:: Brief ::
For the data below, report the number of lines that contain the string "blue" and nothing else.

:: Dataset excerpts ::
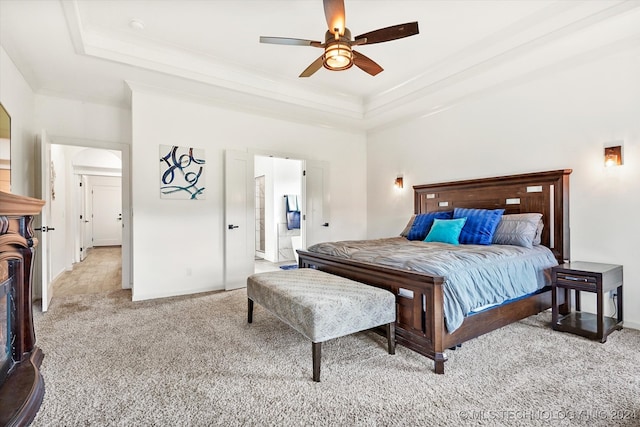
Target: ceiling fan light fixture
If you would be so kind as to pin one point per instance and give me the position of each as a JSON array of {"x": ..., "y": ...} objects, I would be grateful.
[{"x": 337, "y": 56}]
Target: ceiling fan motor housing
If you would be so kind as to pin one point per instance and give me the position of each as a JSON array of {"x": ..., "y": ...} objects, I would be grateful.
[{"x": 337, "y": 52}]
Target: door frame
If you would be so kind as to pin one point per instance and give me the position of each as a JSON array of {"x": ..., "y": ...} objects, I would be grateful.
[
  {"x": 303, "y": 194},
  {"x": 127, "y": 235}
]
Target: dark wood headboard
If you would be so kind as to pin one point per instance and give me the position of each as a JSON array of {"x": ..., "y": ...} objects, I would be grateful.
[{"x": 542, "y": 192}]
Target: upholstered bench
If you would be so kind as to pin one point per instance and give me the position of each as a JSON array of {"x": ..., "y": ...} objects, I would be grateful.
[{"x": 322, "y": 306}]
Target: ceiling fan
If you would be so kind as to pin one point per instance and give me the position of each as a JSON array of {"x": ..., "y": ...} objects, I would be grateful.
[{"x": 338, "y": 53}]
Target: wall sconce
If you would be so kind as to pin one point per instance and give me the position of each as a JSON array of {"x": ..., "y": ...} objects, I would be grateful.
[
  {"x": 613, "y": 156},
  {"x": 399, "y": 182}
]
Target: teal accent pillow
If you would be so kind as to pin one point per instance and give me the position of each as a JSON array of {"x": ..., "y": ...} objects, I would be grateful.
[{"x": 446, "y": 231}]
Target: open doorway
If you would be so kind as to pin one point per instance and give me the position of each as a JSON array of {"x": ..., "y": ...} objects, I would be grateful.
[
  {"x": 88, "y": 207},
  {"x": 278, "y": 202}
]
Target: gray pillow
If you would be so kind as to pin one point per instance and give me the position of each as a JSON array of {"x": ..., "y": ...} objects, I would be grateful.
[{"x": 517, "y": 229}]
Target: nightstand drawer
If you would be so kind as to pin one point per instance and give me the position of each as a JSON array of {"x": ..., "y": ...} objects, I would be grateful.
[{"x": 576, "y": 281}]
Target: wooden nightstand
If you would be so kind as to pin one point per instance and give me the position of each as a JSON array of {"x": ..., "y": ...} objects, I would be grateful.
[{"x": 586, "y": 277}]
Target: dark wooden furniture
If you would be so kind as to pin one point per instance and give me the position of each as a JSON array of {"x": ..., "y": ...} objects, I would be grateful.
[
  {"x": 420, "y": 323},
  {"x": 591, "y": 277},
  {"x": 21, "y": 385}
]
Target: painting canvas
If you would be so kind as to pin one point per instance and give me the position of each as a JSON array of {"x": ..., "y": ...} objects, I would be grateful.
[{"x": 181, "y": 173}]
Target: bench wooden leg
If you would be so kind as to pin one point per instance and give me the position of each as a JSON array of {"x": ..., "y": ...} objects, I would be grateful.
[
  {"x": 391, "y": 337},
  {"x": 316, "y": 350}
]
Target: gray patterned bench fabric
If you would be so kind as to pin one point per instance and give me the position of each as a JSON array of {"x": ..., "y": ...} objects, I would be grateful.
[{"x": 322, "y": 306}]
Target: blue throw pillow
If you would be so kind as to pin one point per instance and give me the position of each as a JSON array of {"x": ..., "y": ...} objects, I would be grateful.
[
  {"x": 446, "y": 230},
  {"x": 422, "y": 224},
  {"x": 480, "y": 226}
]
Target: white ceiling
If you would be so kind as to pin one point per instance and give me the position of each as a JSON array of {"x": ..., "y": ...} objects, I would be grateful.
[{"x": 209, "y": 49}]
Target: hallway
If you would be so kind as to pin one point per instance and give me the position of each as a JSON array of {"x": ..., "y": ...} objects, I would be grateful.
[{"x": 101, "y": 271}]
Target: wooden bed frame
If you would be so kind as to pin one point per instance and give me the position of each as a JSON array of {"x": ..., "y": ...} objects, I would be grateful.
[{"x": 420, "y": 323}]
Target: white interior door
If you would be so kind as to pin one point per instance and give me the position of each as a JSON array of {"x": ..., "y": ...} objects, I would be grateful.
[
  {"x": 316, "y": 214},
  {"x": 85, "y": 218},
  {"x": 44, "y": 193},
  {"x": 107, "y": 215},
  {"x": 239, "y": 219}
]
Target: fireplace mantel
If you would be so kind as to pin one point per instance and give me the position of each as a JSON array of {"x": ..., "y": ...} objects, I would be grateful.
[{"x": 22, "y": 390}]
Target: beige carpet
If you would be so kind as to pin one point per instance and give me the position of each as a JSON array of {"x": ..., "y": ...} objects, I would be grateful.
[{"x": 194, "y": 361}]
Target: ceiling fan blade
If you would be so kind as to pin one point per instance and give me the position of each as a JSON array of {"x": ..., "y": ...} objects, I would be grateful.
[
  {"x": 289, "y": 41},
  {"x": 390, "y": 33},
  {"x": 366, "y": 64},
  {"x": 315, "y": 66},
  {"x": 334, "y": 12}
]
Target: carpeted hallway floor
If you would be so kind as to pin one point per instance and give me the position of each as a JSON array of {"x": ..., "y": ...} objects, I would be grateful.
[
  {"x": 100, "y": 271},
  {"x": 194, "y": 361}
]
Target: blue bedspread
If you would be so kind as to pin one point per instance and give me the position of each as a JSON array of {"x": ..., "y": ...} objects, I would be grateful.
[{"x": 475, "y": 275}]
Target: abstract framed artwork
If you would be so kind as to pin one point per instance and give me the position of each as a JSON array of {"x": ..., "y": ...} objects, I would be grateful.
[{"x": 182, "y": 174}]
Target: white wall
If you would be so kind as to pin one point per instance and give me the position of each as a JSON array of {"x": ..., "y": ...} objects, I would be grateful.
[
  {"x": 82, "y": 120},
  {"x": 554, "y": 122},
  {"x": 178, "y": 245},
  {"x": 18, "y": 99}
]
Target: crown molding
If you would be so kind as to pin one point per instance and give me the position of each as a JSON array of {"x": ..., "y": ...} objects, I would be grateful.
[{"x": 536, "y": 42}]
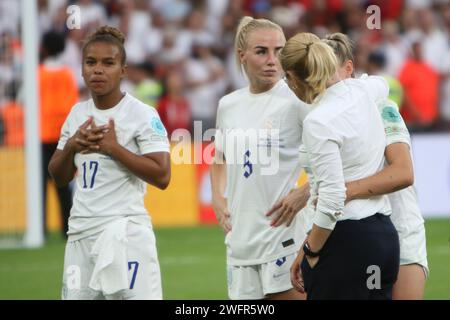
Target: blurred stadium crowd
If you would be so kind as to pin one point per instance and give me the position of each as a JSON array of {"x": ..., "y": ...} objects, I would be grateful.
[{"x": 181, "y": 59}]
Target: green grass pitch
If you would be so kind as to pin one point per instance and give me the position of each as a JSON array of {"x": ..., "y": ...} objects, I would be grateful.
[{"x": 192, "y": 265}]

* * *

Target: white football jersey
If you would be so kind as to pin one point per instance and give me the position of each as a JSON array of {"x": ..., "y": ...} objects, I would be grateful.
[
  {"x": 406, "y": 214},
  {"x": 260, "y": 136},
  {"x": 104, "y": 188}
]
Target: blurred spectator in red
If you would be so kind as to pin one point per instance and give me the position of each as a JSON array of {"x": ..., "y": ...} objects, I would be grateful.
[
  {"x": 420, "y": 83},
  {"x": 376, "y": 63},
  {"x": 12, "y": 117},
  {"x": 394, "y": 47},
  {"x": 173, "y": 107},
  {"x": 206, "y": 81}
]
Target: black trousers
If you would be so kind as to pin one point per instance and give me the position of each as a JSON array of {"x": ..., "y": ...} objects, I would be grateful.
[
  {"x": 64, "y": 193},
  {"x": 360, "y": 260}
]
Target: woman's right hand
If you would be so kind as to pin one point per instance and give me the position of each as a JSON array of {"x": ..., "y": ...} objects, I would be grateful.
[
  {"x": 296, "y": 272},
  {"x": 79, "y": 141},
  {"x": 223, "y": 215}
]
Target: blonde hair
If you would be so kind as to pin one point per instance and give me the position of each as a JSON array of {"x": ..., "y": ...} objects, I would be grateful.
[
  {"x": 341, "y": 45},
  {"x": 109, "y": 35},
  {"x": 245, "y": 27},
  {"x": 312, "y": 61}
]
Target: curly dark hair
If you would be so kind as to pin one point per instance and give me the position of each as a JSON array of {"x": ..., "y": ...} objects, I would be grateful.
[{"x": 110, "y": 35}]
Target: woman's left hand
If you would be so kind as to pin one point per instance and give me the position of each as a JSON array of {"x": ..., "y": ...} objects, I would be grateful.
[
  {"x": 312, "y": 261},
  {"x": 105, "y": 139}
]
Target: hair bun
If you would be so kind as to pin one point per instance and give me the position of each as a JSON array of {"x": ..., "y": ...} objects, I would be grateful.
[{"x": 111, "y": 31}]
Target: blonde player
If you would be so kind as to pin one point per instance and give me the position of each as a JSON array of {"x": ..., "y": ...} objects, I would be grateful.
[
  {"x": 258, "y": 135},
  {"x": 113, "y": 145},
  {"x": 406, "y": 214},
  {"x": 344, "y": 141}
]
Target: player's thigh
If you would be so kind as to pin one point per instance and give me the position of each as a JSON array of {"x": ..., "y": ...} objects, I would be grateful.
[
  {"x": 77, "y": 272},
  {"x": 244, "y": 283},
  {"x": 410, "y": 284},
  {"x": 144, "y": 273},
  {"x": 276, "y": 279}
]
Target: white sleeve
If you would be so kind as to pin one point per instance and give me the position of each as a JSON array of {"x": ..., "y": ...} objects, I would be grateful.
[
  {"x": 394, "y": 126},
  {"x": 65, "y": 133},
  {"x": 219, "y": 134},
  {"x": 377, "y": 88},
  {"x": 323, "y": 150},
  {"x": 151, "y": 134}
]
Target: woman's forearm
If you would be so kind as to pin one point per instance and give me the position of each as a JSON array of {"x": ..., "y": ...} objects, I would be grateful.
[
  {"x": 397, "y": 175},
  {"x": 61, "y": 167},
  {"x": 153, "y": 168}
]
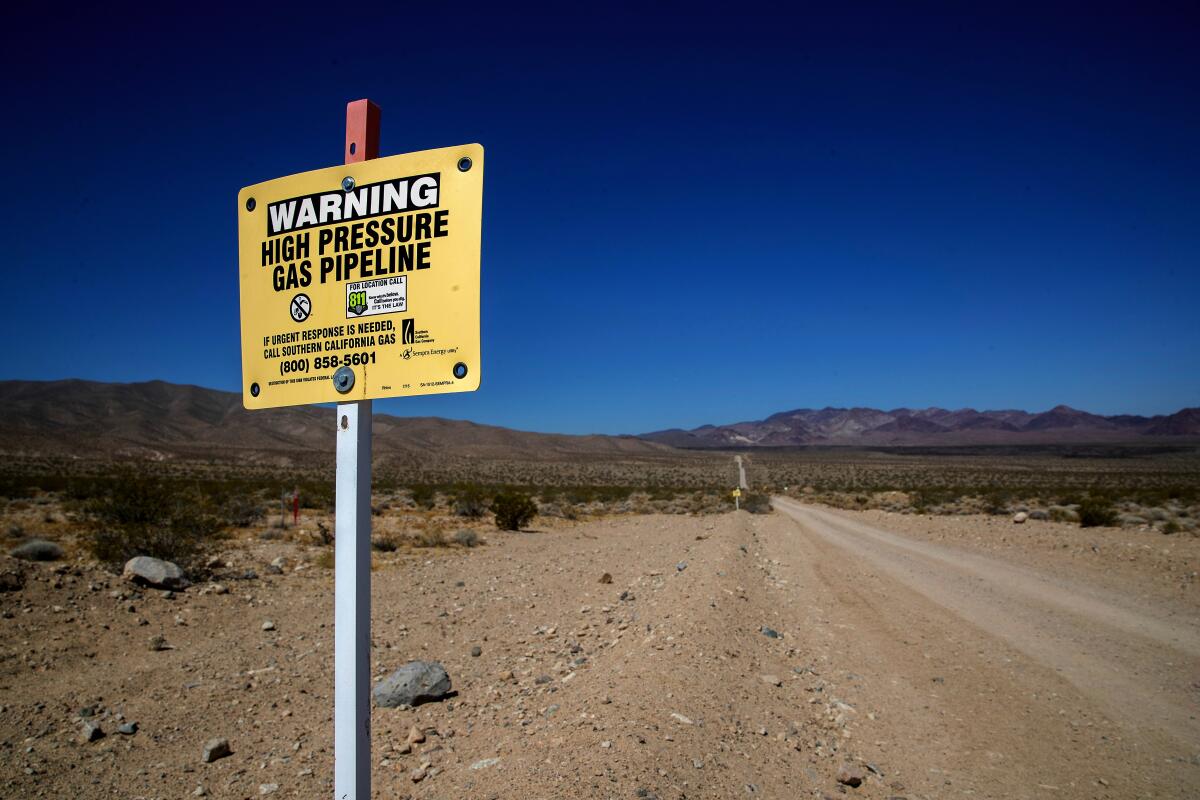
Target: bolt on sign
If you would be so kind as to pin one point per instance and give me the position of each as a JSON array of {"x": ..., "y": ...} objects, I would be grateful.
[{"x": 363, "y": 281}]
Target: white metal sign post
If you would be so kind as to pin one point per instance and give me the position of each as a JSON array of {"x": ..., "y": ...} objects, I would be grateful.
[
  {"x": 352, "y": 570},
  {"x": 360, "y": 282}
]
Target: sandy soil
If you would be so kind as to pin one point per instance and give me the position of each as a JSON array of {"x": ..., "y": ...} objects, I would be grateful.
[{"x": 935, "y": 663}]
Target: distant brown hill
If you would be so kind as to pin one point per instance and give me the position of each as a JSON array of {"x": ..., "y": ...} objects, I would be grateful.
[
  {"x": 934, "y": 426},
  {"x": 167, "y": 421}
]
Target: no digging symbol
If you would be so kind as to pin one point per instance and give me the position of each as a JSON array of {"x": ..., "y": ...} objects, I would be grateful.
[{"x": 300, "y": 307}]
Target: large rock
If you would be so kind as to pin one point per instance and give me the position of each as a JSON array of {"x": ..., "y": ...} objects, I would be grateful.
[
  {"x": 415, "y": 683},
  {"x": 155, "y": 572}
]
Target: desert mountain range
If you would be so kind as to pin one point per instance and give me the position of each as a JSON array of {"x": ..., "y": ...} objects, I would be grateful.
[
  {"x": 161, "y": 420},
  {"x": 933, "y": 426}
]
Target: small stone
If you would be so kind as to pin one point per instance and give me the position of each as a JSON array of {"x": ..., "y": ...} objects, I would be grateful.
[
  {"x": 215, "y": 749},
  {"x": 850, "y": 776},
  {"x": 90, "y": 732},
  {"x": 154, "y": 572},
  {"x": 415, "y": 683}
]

---

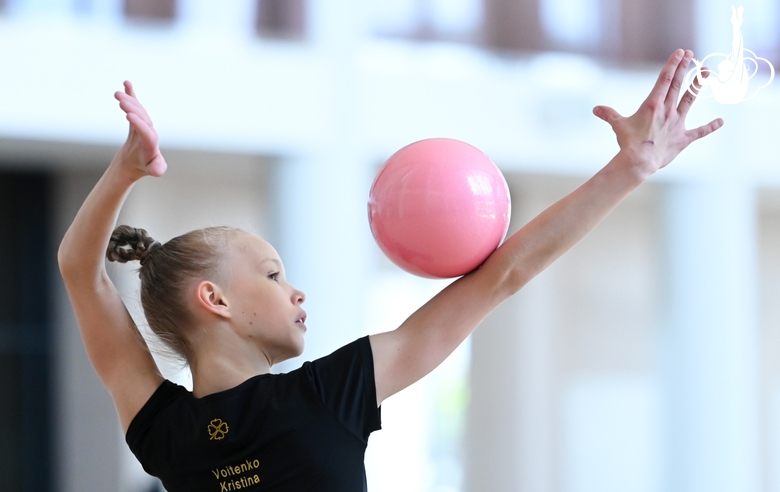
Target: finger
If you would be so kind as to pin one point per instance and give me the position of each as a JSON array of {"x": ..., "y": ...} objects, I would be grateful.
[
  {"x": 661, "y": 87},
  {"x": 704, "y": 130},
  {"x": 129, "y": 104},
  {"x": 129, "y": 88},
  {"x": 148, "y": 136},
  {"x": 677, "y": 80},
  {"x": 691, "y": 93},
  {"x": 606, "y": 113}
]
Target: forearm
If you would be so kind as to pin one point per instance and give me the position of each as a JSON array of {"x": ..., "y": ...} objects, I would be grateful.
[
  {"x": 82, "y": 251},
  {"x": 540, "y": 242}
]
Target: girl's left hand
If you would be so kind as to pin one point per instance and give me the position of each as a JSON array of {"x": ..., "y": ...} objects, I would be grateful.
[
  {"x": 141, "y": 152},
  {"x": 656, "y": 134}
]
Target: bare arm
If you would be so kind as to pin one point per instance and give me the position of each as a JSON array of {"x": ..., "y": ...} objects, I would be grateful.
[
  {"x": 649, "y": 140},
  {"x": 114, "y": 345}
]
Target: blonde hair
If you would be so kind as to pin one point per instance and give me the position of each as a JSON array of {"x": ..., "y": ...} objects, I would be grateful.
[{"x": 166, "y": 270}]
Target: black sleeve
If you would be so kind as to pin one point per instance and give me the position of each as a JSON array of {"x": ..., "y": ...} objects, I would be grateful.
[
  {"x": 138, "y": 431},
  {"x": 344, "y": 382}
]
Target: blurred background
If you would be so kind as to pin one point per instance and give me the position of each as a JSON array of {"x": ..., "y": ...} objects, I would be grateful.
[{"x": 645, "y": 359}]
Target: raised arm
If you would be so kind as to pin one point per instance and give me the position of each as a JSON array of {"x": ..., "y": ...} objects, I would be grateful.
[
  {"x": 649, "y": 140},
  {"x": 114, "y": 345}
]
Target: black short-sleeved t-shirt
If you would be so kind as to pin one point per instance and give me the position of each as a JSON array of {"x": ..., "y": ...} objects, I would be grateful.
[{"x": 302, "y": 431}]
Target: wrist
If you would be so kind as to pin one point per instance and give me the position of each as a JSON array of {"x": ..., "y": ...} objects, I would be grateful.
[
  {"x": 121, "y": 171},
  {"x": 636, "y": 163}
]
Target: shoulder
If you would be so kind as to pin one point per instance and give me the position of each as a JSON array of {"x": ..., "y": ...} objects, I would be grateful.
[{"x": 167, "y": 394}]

:: Answer space ::
2